_PROMPT_
Set down, word for word, the stretch of lines from the one containing "pick out the tall" to the end of the records below.

(Records from a point labeling set)
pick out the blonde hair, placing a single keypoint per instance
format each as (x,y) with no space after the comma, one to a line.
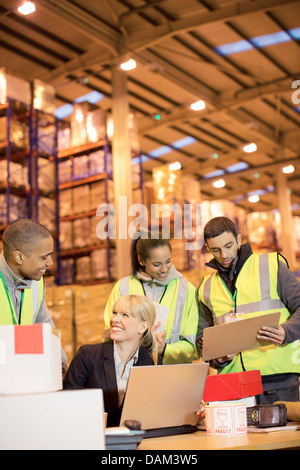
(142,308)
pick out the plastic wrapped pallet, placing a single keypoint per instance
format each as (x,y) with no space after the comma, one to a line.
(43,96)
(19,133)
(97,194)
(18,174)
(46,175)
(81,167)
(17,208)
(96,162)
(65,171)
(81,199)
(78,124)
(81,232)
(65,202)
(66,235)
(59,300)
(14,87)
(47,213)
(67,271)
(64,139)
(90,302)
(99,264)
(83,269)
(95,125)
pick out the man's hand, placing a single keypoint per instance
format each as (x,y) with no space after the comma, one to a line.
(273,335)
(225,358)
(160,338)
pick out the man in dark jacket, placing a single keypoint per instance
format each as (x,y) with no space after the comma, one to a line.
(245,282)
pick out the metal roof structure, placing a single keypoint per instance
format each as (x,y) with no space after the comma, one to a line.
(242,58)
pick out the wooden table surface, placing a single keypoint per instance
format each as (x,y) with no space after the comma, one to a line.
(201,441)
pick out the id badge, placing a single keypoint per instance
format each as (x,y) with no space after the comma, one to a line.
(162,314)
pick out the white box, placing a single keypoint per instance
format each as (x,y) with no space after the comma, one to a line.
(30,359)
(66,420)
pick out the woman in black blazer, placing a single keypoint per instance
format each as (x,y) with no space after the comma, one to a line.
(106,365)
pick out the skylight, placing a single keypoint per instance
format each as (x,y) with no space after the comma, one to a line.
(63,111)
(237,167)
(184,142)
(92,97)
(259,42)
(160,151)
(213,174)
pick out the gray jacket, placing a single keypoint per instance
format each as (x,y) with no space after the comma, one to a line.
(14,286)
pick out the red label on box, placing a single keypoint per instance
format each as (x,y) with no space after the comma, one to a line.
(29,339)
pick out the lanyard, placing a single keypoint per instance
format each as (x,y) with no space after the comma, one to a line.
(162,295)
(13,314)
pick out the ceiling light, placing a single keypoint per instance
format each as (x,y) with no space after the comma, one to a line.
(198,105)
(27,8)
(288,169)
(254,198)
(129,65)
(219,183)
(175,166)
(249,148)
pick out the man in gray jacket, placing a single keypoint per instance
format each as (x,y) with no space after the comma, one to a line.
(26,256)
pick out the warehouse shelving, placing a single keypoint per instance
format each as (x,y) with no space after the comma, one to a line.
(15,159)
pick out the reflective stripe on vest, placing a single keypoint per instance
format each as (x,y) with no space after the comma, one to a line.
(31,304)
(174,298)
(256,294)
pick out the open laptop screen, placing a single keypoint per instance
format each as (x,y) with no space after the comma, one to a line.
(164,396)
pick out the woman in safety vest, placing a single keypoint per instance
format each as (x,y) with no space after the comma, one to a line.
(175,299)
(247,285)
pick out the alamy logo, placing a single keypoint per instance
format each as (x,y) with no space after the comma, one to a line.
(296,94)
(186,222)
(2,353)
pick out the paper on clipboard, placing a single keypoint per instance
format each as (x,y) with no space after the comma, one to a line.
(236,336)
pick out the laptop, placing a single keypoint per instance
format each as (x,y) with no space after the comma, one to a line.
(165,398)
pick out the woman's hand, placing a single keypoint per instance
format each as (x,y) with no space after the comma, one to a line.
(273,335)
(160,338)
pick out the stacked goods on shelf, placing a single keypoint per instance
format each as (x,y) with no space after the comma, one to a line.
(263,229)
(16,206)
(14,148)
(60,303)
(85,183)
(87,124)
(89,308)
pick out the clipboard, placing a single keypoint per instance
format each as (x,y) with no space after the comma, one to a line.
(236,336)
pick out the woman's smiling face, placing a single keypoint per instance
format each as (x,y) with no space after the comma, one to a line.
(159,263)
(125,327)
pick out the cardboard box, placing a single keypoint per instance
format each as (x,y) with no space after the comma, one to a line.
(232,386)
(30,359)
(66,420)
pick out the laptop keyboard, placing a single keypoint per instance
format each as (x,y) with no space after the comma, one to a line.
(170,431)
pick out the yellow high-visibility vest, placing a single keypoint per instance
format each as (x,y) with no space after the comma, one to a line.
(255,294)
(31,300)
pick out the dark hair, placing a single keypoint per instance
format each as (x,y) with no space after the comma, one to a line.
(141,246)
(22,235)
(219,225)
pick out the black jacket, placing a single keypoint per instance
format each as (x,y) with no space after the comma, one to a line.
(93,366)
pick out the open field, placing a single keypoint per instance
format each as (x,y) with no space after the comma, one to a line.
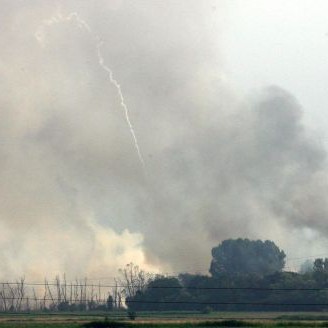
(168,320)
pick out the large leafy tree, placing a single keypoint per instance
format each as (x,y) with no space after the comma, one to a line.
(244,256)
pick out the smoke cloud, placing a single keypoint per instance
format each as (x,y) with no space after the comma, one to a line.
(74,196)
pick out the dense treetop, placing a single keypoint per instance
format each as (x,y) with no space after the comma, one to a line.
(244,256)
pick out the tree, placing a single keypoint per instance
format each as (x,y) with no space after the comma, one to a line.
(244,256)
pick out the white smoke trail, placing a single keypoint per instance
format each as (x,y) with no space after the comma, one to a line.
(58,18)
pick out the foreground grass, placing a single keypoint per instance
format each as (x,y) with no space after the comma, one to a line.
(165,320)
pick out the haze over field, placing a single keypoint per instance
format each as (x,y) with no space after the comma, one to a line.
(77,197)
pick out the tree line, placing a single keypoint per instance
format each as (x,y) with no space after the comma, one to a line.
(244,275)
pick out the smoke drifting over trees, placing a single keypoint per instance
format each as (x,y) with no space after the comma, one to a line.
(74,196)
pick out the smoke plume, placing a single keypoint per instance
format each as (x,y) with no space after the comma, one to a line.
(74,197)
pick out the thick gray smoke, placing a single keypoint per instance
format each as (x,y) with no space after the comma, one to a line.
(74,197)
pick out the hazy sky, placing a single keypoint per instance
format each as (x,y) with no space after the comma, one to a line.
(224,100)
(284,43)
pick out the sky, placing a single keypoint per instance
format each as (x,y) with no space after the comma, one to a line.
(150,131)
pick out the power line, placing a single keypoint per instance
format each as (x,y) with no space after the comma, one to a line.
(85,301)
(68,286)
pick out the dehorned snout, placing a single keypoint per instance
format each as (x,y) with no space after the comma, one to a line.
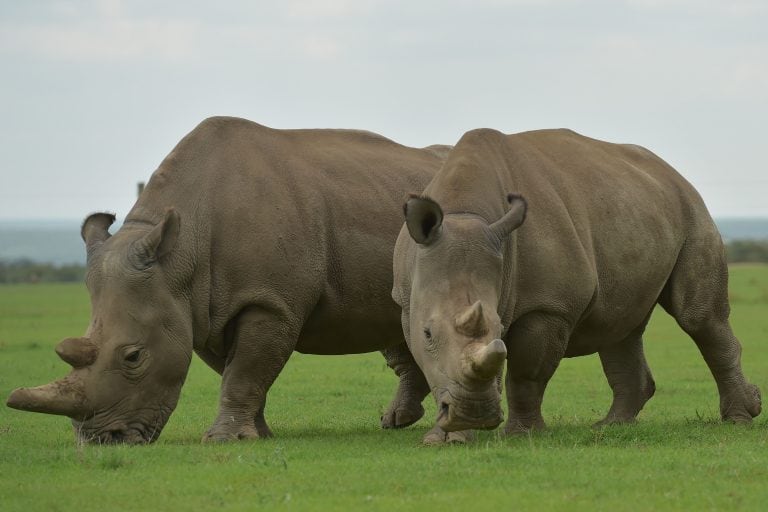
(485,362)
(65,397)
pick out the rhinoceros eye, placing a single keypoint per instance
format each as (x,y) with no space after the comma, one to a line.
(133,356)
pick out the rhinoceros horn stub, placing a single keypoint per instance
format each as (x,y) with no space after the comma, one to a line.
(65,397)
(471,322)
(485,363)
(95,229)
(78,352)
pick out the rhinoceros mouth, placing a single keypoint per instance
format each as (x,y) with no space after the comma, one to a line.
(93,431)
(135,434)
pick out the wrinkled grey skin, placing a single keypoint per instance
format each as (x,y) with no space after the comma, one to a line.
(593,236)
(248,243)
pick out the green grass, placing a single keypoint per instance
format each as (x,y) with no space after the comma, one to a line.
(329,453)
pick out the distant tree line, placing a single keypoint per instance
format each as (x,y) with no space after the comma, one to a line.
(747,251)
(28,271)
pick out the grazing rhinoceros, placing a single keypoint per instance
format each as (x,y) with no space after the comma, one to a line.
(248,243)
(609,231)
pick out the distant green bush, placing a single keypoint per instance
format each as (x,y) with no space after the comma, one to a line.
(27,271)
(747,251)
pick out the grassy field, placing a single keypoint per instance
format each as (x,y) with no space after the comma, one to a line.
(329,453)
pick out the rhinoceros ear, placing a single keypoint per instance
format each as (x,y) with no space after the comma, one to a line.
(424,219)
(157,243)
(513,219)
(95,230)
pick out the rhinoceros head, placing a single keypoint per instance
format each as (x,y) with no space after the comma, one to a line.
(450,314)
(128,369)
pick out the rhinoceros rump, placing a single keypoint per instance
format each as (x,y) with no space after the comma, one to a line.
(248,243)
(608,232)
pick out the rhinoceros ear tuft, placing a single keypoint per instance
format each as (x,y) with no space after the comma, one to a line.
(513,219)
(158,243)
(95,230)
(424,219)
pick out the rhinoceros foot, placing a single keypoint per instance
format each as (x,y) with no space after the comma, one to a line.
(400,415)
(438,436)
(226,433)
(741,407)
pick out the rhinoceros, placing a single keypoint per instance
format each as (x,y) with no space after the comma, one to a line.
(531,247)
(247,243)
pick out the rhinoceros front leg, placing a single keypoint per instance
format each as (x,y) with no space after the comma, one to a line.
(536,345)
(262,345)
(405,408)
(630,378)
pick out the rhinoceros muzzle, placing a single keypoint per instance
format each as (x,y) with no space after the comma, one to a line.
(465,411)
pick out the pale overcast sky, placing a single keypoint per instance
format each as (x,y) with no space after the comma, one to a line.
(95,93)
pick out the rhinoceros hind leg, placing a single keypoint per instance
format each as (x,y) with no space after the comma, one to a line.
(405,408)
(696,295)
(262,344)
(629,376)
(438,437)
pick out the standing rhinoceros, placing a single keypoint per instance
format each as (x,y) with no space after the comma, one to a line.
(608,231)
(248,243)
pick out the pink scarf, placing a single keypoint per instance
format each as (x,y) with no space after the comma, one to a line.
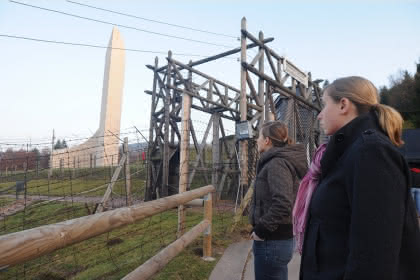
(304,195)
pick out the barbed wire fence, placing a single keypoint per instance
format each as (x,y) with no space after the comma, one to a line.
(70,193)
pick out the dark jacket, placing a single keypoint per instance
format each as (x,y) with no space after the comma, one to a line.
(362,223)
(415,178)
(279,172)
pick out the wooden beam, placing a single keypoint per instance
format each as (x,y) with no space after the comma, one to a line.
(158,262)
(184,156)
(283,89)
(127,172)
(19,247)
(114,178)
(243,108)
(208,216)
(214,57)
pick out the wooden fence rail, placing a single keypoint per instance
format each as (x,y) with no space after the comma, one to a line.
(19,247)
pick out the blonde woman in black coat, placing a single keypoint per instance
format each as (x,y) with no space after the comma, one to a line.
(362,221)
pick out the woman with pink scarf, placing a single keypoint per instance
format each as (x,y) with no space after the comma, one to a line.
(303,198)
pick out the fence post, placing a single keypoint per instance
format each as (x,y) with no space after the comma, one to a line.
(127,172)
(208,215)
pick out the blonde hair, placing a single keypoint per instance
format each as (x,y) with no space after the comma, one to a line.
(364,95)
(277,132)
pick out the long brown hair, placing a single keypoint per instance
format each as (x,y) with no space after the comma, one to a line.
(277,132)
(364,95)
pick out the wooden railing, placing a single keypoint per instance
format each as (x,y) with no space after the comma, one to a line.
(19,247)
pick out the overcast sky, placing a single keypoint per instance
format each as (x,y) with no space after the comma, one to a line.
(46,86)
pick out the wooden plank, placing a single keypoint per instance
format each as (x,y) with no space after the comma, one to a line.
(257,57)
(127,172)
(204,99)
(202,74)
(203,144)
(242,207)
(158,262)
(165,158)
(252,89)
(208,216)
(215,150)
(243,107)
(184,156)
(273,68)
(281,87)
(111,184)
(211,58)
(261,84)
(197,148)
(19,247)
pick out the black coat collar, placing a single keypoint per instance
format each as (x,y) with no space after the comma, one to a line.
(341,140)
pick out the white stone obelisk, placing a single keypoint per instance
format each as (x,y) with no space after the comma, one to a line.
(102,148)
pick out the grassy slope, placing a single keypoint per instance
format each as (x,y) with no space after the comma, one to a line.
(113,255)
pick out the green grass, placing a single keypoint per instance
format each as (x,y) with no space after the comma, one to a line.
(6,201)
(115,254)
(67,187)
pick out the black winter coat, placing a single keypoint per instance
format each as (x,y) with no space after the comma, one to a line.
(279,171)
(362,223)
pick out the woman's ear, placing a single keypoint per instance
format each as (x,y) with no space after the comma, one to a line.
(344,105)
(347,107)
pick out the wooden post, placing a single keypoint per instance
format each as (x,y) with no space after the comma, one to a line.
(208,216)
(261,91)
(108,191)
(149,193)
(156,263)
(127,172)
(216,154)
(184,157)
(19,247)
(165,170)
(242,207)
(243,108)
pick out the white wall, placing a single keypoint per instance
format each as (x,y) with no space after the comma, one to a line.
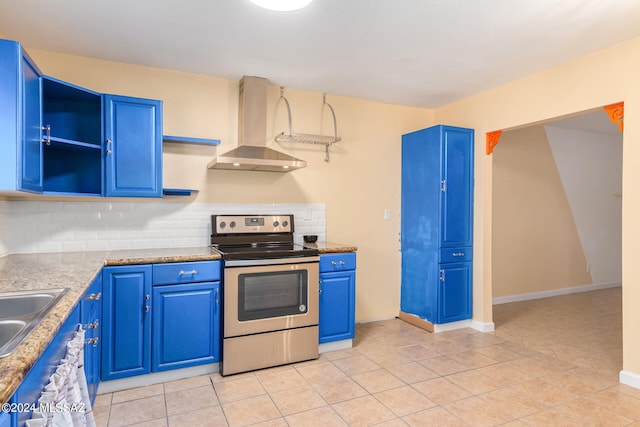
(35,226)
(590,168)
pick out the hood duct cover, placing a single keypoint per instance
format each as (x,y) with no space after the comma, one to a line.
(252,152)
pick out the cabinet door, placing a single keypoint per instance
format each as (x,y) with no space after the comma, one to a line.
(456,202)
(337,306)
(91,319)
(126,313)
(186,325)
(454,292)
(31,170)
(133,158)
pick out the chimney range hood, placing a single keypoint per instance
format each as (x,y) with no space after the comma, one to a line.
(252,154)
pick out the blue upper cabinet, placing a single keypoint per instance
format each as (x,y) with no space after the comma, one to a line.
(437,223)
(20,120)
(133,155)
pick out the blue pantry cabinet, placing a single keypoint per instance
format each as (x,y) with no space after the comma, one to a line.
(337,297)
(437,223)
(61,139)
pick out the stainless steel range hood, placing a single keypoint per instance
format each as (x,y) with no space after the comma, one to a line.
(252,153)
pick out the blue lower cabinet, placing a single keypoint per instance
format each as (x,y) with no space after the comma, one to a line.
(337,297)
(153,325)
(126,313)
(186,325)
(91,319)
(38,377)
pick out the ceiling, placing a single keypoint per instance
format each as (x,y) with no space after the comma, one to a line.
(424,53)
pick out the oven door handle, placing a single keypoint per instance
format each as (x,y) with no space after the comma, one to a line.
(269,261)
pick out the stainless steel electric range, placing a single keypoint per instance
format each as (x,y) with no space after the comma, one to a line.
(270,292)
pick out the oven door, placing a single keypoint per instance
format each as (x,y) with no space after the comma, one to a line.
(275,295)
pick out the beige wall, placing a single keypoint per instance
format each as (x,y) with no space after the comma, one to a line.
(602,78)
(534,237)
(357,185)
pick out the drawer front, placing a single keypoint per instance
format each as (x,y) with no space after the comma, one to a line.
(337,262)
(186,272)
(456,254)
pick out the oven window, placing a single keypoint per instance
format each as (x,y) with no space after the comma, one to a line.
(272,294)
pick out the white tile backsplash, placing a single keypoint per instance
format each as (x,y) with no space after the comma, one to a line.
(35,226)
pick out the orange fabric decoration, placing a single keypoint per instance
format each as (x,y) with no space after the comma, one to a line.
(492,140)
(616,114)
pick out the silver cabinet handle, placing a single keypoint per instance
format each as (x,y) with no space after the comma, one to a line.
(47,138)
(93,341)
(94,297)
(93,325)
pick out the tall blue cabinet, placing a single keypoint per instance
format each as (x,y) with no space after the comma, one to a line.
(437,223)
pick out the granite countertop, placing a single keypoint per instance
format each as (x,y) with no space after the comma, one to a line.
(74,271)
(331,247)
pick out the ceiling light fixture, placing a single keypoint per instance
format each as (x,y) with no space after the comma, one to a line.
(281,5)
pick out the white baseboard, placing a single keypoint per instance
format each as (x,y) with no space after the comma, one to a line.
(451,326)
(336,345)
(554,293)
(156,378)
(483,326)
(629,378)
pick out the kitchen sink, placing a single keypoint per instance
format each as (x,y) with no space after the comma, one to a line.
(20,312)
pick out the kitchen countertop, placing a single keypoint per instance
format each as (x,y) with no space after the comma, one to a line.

_THE SOLUTION_
pick out the tall blue cabinet, placing a single keypoint per instance
format each as (x,y) with no space after the comma, one to a line.
(437,223)
pick out the granite countertop, placing a single keypoint per instance
format each as (x,y) with no space after the comma, one to a line.
(74,271)
(331,247)
pick out the ceiling light fixture, placing a single keypoint per instance
format each as (x,y) with no space after the comma, one to a line.
(281,5)
pick out the white baseboard, placing a single keypoint per instance
format each as (x,y) with no space after the comma, one to a line.
(451,326)
(336,345)
(554,293)
(156,378)
(483,326)
(629,378)
pick out the kitchen sink, placing a single keypoint per instance
format each as (x,y) with no space after the comma, one to a line.
(20,312)
pick out the kitchen countertop, placing a single keypoint per instance
format each as (x,y) with no space after the comma, one to a line.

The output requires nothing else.